--- start of INFORMATION SUPPLIED ---

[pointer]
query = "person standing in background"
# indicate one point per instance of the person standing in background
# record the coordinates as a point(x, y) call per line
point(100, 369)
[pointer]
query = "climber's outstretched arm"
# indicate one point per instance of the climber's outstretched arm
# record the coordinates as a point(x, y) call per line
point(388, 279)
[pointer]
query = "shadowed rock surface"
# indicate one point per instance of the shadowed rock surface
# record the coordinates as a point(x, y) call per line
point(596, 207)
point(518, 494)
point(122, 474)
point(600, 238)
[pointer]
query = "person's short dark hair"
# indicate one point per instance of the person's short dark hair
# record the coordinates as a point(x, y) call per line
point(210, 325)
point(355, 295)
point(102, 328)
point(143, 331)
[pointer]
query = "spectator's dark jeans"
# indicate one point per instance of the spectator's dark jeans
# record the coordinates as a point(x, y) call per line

--- end of INFORMATION SUPPLIED ---

INSTRUCTIONS FOR THE TASK
Rewrite all the items above, changing each "coordinates" to "positions" and leaving every other word as it is.

SOLUTION FOR THIS EXERCISE
[pointer]
query = "person standing in background"
# indicate one point per instance of the person standing in background
# record the positions as a point(x, y) call per line
point(100, 369)
[pointer]
query = "climber's outstretched arm"
# indicate one point per instance of the climber's outstretched arm
# record the positions as a point(x, y) call per line
point(388, 279)
[pointer]
query = "shadowed rock surface"
# indicate one point per instance of the shadowed rock surface
# record the positions as a point(x, y) call per line
point(596, 207)
point(518, 494)
point(122, 474)
point(600, 238)
[pointer]
query = "person's short dark hair"
# indicate one point per instance of the person's short dark hair
# record the positions as a point(x, y) call per line
point(210, 325)
point(355, 295)
point(102, 328)
point(143, 331)
[pointer]
query = "spectator's dark jeans"
# indicate one point per instance of the spectator's dark jeans
# record the positions as a point(x, y) call per line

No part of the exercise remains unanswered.